### WHAT YOU ARE ASKED TO DO
Lines with "plate": pull these out of the listing below.

⟨

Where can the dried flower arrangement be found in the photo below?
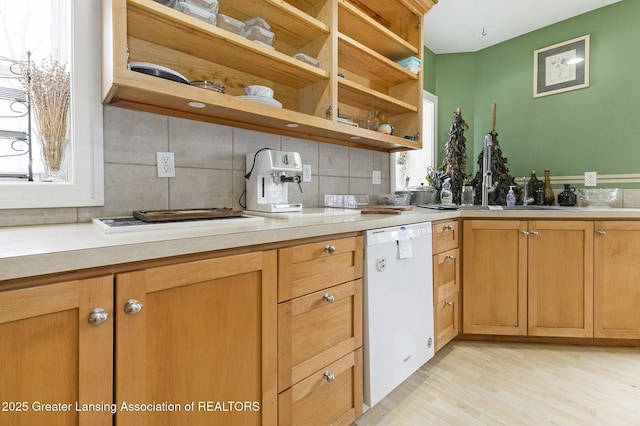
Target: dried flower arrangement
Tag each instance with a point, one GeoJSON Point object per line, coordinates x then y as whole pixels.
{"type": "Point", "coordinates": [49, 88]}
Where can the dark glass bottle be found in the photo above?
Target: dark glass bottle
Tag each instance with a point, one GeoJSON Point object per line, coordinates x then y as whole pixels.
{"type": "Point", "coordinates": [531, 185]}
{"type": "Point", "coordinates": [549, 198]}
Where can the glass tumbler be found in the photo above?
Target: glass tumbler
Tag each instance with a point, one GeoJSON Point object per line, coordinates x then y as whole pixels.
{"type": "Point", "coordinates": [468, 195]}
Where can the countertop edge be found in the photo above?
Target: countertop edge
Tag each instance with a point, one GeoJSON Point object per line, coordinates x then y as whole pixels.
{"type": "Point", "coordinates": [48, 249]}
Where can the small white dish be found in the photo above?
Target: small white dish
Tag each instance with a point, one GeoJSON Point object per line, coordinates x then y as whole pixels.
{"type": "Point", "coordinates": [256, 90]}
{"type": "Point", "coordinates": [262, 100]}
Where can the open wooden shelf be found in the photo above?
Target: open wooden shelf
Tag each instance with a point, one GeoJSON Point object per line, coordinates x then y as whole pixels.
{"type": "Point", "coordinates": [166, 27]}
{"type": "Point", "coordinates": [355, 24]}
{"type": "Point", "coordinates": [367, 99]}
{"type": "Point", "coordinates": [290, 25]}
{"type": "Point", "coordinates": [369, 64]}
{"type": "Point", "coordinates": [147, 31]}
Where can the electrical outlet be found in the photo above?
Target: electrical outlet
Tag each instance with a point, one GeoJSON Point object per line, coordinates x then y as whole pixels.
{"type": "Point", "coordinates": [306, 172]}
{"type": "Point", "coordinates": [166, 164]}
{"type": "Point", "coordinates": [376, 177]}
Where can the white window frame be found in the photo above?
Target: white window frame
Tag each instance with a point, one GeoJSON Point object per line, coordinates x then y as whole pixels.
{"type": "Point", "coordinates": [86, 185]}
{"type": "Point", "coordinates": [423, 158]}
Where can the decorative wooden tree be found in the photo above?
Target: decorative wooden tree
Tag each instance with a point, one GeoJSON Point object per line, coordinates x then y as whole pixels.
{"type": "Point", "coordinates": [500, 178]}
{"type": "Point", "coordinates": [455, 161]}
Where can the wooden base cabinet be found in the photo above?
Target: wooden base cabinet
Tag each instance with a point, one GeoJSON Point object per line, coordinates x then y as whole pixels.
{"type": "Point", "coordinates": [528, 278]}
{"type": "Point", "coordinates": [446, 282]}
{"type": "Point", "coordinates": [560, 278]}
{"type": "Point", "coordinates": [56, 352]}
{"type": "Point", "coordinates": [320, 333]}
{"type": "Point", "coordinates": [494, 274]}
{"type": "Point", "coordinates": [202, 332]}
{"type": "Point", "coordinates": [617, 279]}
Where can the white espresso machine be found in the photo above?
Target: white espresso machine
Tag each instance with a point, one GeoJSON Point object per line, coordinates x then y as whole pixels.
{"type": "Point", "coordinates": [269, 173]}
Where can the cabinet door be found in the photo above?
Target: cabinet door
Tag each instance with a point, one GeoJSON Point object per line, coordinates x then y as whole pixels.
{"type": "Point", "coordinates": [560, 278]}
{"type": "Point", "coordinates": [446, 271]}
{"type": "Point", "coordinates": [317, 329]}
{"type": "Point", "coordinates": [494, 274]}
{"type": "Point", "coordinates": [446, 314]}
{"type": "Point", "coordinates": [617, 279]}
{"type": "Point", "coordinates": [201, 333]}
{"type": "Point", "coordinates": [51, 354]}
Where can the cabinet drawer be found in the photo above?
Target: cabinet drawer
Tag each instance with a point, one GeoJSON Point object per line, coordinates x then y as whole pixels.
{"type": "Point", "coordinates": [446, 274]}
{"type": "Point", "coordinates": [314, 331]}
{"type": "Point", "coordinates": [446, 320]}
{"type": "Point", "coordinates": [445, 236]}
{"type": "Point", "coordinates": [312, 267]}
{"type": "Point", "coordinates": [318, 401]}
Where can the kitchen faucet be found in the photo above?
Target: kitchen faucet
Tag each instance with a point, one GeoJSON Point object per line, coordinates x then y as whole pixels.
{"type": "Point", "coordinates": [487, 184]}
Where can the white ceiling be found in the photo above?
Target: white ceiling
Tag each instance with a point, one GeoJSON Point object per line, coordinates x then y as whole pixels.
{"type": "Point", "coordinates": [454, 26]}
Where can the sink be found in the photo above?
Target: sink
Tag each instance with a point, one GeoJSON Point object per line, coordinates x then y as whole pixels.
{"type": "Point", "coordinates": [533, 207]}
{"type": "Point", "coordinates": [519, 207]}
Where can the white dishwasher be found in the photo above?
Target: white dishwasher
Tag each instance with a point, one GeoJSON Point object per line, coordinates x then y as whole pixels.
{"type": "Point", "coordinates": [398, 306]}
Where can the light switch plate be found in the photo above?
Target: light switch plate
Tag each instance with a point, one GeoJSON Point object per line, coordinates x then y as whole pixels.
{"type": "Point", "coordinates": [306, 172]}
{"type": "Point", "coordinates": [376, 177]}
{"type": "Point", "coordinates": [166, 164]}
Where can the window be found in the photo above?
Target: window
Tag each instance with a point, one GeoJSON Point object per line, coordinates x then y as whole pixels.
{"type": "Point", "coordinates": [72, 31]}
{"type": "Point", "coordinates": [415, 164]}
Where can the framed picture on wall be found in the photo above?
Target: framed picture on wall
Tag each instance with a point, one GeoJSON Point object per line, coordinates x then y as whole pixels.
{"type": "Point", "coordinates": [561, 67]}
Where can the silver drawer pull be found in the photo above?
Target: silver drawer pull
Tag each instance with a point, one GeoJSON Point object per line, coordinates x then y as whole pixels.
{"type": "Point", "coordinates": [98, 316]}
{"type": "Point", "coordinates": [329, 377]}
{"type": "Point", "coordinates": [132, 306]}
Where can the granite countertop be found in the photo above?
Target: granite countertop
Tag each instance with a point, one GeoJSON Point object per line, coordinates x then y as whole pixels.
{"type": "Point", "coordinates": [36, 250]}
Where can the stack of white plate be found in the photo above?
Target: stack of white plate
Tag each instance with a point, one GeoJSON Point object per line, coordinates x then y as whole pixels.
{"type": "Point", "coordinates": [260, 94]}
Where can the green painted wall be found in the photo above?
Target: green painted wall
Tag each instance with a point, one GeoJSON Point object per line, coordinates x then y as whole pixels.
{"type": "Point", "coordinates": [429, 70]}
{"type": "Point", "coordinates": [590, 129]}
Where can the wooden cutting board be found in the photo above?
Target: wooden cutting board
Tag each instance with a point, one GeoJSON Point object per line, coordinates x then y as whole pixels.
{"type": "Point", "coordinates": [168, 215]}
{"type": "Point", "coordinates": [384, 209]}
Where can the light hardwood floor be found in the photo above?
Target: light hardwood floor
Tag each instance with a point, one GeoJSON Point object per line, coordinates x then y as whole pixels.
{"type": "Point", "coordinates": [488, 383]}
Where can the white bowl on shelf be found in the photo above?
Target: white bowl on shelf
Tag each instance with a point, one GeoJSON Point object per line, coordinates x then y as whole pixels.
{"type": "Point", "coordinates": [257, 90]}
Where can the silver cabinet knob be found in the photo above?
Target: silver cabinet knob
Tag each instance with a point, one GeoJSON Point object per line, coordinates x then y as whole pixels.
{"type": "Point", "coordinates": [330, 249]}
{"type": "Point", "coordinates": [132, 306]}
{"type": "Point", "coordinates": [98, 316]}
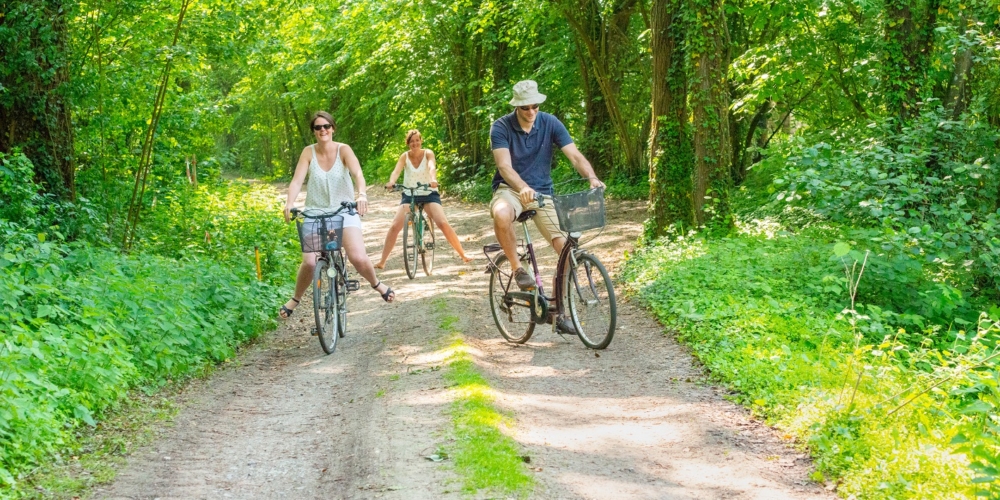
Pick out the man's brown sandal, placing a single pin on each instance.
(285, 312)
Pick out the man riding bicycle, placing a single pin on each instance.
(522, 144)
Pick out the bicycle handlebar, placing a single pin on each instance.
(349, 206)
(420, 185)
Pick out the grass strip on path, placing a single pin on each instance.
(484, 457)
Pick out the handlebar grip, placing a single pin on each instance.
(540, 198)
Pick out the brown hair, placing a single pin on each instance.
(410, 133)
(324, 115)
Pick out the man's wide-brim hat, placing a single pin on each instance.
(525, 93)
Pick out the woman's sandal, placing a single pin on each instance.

⟩

### TASK RESPONSE
Where can the light switch plate be found in the photo above?
Target: light switch plate
Where can the stack of white plate be found in the photo above?
Target: stack of white plate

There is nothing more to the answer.